-------- TEXTO DE LECTURA

Quizás asombre saber que El marica, ese cuento que se usó en la lucha por el matrimonio gay en 2009, 2010, fue escrito en 1959. Pero es así. Abelardo Castillo lo había publicado en la revista El grillo de papel, que él dirigía. Después salió en 1962 en el libro Las otras puertas. En 1998 un grupo de padres de una escuela de la provincia de Santa Fé denunció a una maestra por leerlo junto a sus alumnos. Ese es uno de los cuentos que la escritora Gabriela Saidón leyó para el podcast La oreja que lee, que se puede escuchar clickeando acá.
Allí un grupo de amigos se organiza para ir a debutar con una prostituta. Lo llevan a la rastra a César que.. ya saben que no va a querer. Y pasan cosas. Y nadie queda a salvo del dolor.
El otro cuento que grabó Saidón es Conejo, un relato en el que el narrador es un niño que descubre cosas no tan buenas de su familia.
“Elijo a Abelardo Castillo porque es un cuentista excepcional y fue mi primer maestro de escritura”, contó Saidón.
¿Por qué esos cuentos? “Porque están escritos en segunda persona: la segunda persona es una primera falsa”, aporta la autora de Cartas quemadas.
En Conejo, el nene le habla a su juguete. En El marica, el narrador se llama Abelardo -nada menos- y le habla a su amigo César. “Esa segunda persona cobra un significado especial hacia el final del cuento”, adelanta Saidón. “Son relatos iniciáticos, que tienen que ver con su San Pedro, bastante autobiográficos”.
Del taller, Saidón contará, por ejemplo, que Castillo era “un militante del cuento tradicional” y decía “que para escribir un buen cuento hay que saber el final”.
Todo eso y más dirá Saidón en el podcast antes de arrancar la lectura. Para escucharla hay que clickear acá.

----------------
-------- ÍTEMS DADOS

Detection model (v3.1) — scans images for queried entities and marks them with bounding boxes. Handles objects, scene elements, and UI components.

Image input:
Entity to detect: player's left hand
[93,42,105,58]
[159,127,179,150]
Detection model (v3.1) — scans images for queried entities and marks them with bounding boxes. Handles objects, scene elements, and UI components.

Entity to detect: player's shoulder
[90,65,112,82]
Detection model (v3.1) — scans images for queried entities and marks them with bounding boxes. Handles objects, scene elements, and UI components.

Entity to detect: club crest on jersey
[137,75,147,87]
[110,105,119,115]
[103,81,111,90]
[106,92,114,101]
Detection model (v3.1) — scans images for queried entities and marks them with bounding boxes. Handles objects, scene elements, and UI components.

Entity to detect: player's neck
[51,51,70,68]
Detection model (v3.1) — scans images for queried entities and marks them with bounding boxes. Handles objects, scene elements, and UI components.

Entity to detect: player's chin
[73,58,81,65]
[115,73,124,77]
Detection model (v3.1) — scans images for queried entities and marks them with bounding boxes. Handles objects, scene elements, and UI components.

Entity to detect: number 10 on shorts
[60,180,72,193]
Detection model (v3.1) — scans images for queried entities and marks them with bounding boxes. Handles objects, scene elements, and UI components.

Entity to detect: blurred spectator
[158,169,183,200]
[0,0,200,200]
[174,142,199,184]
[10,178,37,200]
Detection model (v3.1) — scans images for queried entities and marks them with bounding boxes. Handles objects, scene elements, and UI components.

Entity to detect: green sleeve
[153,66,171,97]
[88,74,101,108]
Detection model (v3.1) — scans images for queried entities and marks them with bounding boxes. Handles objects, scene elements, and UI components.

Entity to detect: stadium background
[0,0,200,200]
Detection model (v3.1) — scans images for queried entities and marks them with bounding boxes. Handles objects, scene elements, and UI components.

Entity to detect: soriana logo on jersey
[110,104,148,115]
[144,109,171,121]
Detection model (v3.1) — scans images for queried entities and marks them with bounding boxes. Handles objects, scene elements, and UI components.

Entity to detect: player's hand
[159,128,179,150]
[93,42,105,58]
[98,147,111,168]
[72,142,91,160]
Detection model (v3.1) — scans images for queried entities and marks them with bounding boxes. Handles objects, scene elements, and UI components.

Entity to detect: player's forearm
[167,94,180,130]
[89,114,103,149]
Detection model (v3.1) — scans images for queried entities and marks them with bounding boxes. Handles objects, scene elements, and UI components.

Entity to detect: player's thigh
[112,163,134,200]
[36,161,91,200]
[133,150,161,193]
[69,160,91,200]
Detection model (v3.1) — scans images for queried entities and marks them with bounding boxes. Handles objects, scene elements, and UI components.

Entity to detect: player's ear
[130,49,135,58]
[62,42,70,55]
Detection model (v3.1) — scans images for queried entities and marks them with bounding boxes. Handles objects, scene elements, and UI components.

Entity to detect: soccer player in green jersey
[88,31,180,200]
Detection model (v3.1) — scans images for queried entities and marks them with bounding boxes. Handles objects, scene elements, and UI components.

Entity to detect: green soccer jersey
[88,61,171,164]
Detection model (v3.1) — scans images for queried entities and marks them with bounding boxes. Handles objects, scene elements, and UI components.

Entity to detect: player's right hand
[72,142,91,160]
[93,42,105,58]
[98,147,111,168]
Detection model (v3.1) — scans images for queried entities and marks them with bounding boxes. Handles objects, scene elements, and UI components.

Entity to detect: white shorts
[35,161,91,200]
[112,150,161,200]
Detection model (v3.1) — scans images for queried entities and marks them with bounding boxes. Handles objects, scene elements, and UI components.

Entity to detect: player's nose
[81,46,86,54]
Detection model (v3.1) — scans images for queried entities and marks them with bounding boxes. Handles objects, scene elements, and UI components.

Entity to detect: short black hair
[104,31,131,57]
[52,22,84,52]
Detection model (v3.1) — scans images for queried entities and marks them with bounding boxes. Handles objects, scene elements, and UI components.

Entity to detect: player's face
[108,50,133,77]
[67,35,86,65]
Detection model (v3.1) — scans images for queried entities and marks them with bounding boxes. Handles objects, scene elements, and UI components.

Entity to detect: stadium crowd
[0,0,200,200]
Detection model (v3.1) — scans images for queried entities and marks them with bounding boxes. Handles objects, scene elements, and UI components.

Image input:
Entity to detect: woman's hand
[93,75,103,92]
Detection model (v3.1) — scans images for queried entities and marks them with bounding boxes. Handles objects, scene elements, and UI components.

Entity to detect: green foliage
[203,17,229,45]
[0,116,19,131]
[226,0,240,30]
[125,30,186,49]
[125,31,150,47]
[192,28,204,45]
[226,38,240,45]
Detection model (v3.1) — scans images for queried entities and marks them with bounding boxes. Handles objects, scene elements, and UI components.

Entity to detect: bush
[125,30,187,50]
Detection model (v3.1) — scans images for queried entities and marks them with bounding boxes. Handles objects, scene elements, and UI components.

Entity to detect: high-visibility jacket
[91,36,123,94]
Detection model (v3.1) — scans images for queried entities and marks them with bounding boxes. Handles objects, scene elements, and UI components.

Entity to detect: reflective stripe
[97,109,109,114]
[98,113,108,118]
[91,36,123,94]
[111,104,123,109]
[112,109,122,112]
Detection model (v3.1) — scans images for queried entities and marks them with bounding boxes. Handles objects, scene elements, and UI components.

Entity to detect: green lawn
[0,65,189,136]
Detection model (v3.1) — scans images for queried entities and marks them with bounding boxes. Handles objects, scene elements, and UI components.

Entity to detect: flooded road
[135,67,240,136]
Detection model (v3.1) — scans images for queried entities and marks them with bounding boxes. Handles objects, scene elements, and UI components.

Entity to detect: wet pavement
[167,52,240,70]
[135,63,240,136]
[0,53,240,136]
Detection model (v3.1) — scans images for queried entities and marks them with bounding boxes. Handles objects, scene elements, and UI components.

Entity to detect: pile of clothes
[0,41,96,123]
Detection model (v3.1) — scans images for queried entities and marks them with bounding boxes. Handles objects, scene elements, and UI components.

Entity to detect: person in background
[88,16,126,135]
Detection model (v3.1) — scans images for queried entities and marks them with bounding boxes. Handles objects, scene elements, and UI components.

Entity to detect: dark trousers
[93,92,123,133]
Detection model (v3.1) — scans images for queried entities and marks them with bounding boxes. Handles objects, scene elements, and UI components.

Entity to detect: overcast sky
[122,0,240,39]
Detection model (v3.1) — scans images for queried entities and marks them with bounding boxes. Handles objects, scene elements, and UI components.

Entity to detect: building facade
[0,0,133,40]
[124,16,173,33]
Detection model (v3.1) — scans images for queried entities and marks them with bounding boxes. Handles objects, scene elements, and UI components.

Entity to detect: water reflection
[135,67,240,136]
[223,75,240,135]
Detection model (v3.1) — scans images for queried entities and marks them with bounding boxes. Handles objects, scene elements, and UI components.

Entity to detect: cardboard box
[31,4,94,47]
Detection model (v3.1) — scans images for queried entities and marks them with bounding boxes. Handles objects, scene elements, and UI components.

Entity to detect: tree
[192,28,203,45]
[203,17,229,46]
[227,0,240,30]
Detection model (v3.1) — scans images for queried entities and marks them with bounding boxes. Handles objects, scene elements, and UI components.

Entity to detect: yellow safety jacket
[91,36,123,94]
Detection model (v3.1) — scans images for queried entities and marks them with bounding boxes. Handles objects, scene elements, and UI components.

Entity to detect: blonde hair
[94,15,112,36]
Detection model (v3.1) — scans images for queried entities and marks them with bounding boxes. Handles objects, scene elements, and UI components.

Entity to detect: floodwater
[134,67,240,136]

----------------

Resume el texto en dos oraciones. Responde basándote únicamente en el texto.

El cuento El marica, de Abelardo Castillo, fue escrito en 1959 y se usó en la lucha por el matrimonio gay en 2009 y 2010. La escritora Gabriela Saidón lo leyó, junto con Conejo, para el podcast La oreja que lee, y eligió esos cuentos porque están escritos en segunda persona y a Castillo porque es un cuentista excepcional y fue su primer maestro de escritura.